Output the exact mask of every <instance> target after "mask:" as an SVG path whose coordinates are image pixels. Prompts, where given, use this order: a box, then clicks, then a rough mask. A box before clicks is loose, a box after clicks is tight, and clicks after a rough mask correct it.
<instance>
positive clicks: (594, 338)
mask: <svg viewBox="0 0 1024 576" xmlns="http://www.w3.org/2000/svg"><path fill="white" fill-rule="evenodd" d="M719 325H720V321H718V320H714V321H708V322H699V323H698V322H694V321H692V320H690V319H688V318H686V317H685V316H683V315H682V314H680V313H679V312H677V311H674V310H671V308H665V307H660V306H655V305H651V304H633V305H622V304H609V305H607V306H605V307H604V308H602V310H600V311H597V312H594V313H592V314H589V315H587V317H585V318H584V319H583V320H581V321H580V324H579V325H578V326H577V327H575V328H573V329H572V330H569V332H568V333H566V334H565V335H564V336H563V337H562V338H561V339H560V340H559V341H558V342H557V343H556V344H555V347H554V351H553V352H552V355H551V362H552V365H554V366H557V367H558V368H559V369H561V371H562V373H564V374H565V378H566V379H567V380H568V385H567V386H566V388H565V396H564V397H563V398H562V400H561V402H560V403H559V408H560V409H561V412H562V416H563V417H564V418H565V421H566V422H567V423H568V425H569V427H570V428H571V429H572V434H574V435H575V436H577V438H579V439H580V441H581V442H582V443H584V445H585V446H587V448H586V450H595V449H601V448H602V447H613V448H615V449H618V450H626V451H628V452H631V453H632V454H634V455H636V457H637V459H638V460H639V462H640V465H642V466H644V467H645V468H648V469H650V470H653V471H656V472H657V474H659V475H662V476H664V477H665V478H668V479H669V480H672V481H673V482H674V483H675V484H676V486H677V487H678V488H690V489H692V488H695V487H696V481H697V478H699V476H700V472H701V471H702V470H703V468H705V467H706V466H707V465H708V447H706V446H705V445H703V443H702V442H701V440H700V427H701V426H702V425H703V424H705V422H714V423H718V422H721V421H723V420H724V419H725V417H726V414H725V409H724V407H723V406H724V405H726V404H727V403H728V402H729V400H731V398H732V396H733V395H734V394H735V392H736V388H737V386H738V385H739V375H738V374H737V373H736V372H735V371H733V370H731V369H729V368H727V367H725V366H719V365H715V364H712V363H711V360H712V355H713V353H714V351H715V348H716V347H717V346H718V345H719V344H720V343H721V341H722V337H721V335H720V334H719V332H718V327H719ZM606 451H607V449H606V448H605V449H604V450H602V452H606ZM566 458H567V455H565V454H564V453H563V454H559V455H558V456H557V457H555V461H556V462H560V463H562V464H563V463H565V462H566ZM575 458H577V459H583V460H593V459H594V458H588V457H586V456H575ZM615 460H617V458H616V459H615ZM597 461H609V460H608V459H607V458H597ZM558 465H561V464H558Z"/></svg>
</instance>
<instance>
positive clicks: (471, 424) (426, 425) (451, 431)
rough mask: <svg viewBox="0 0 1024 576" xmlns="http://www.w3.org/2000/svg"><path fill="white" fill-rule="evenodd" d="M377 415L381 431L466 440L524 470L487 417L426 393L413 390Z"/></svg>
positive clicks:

* EXERCISE AIM
Starting at the line that contains "positive clicks: (471, 424)", quote each remaining line of the entries above, unchanged.

* TASK SOLUTION
positive clicks: (471, 424) (426, 425) (451, 431)
rough mask: <svg viewBox="0 0 1024 576" xmlns="http://www.w3.org/2000/svg"><path fill="white" fill-rule="evenodd" d="M377 415L381 431L466 440L524 470L487 417L426 393L413 390Z"/></svg>
positive clicks:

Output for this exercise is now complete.